**RECORDS FOR THE TASK**
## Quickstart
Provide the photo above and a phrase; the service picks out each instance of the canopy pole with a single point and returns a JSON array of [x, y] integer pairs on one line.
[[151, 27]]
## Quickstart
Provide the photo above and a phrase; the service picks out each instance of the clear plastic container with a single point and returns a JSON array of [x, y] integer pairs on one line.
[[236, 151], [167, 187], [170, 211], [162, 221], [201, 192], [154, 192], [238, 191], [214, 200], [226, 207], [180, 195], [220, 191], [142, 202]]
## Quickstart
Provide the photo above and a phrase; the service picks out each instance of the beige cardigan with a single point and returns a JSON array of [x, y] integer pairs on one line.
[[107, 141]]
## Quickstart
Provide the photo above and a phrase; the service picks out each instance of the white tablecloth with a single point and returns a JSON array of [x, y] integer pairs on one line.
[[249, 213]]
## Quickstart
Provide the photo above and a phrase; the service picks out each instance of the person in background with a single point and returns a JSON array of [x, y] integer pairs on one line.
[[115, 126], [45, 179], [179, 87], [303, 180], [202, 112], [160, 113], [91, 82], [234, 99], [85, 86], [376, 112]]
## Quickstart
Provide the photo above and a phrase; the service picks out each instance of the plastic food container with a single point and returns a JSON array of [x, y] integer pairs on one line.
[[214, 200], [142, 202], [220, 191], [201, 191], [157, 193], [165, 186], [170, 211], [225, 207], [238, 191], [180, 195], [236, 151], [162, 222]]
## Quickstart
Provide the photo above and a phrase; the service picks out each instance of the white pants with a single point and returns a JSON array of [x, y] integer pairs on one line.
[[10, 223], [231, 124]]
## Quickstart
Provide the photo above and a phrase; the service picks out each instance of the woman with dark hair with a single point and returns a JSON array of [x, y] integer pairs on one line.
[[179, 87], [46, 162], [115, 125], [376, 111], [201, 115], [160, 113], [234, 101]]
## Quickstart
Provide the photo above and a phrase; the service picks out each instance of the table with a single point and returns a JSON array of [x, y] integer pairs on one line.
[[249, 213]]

**REQUIRED WORK**
Reproduce all of the material above word for word, keeping every line in its original order.

**COMPLETE OUTPUT**
## Quickstart
Provide the photo above and a phrase; the service picks out each instance of the canopy pole with a single point and returns a JSON array of [x, y] integer pairs on one line.
[[151, 27]]
## Quickstart
Provide the photo above and a phrase; the service picks out each instance of the clear plastic container with a single point and returns a JSON array of [x, y] integer pairs on one line.
[[236, 151], [167, 187], [170, 211], [162, 221], [201, 192], [154, 192], [238, 191], [214, 200], [226, 207], [180, 195], [220, 191], [142, 202]]
## Quickstart
Provide the photo above and a phrase; the service picks out each instance of the beige cardigan with a single point and returns a JSON array of [x, y] integer pairs on one line.
[[107, 141]]
## Quickstart
Provide the photo above and a phrase; the service picks out each instance of the white tablecloth with a single point and returns a JSON array of [x, y] integer pairs on one line.
[[249, 213]]
## Quickstart
Provide the photo above and a phrase; the service picks out each instance of the person in background with a single point and returns a JSON array of [x, y] integer pairs on one line.
[[115, 126], [45, 179], [179, 87], [303, 180], [202, 112], [160, 113], [91, 82], [234, 99], [85, 86], [376, 112]]
## Quickstart
Provide the photo above and a phrase; the service picks out each instance of the plastic food container with a single point and returns a JSON array of [x, y] integer pairs on one line.
[[214, 200], [142, 202], [220, 191], [201, 191], [157, 193], [165, 186], [170, 211], [225, 207], [238, 191], [180, 195], [236, 151], [162, 222]]
## Quickstart
Provide the photo above and a phrase; the service picks out each instance of the white pants with a single point and returns a JSON array of [x, y] integer pairs on one line.
[[10, 223], [231, 124]]
## Quickstart
Provide the photo above and a phrase; the service picks out each instance of the woman with dark hair with a single point and returns a JSON array of [x, y] integer pairs on one line.
[[179, 87], [46, 162], [115, 125], [376, 111], [201, 115], [160, 113], [234, 101]]
## Quickstart
Provide the photo above and a phrase; the service picks out each instance of the table with a single point and returns a JSON array of [x, y] integer pairs on one line.
[[249, 213]]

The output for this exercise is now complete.